→ **Description of the task**: Pull out every one of the rows below and reproduce each line word for word, without any changes.

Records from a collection
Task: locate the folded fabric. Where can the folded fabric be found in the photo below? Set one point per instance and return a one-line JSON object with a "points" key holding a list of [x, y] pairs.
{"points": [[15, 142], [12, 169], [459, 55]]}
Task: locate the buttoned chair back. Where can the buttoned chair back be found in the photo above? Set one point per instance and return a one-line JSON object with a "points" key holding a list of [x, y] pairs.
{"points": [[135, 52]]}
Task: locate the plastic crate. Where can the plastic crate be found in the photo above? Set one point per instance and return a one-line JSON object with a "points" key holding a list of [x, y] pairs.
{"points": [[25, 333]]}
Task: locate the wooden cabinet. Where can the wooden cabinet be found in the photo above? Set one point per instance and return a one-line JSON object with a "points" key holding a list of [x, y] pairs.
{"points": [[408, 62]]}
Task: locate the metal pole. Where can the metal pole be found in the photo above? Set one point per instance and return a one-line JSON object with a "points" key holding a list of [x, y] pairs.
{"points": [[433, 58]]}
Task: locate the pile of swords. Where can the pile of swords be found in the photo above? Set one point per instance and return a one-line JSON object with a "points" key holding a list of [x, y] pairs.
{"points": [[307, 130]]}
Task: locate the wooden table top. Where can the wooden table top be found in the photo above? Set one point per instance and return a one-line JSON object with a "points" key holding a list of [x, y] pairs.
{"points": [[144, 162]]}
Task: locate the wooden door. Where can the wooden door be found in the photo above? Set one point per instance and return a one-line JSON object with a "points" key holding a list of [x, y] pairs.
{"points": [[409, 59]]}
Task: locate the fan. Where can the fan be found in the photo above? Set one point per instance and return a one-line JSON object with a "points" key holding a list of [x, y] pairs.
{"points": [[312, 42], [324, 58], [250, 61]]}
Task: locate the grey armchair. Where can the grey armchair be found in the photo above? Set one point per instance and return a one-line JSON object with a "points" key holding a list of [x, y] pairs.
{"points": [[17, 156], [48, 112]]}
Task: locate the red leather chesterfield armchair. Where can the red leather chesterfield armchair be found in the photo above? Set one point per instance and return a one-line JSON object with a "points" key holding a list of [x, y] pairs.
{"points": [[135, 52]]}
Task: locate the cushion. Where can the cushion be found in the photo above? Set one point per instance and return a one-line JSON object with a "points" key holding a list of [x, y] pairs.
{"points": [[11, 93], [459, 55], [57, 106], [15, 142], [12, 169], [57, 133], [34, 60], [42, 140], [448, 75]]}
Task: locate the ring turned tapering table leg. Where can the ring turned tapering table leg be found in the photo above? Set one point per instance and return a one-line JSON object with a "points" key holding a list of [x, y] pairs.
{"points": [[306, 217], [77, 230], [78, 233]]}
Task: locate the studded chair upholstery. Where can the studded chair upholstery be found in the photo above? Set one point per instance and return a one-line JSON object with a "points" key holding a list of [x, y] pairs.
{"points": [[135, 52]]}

→ **Exercise answer**:
Task: locate the folded fabric. Where can the folded fabric be found in the photo below? Set one point per instance and return a one-line JSON object with a "points" key holding a list of [x, y] pairs.
{"points": [[15, 142], [12, 169], [459, 55]]}
Task: locate the buttoned chair back. Where can the buttoned chair back be found in the photo above? Set one point per instance and return a one-line JSON object with a "points" key holding a list of [x, y] pairs.
{"points": [[135, 52]]}
Task: locate the plastic crate. Where can the plastic crate be found in the photo above? Set one point per instance and return a one-line JSON object with a "points" key holding a list of [x, y] pairs.
{"points": [[25, 333]]}
Task: locate the wooden cabinet. Where can the wooden cabinet be found in the photo above? Set one point per instance and return a one-line JSON object with a "points" key holding a list of [x, y] pairs.
{"points": [[408, 62]]}
Task: locate the metal pole. Where can the metal pole be found in the photo above? Set one point per instance and return a one-line JSON object with a "points" key holding a list of [x, y] pairs.
{"points": [[433, 58]]}
Task: locate the pile of swords. Where can the pile of swords be found in the photo above? Set one point per instance and return a one-line JSON object with a "points" key holding a list of [x, y] pairs.
{"points": [[307, 130]]}
Task: locate the wooden table top. Where can the wooden table top be found in the photo above? Set one point per instance and return a one-line JSON object with a "points" key holding a list of [x, y] pairs.
{"points": [[144, 162]]}
Task: locate the wooden door. Where can the wooden door be found in the photo above? Set one point per instance and return a one-line JSON object with a "points" key holding a list of [x, y] pairs.
{"points": [[409, 59]]}
Task: locate the fan. Where can the fan be found in the photo above? Set one point per instance and return a one-line JSON object with a "points" key holding a list of [x, y] pairs.
{"points": [[312, 42], [324, 58], [250, 61]]}
Task: locate the grey armchair. Where can the grey armchair be found in the photo above? Set one point per instance and return a one-line JSON object with a "points" key holding a list of [x, y] pairs.
{"points": [[17, 156], [48, 112]]}
Task: locate the red leather chesterfield armchair. Where can the red leather chesterfield armchair be found in the photo above? Set one point per instance and return a one-line JSON object with a "points" key holding a list of [x, y] pairs.
{"points": [[135, 52]]}
Task: locate the cushion. Where can the cushion be found in the photo above? Set one point per instance and return a one-line JSON object with a "points" key holding a list of [x, y] pairs.
{"points": [[11, 93], [459, 55], [57, 106], [15, 142], [12, 169], [57, 133], [34, 60], [42, 140], [448, 75]]}
Task: locate the ring turned tapering table leg. Where can the ring turned tapering table leg be found in the photo above? Set one point per instance and return a one-line JSON object with a "points" key holding a list of [x, y] pairs.
{"points": [[306, 217], [77, 230], [78, 233]]}
Task: locate the studded chair upholstery. Where can the studded chair upholstery be found in the photo above? Set one point per instance and return a one-line JSON object with a "points" key holding a list of [x, y] pairs.
{"points": [[135, 52]]}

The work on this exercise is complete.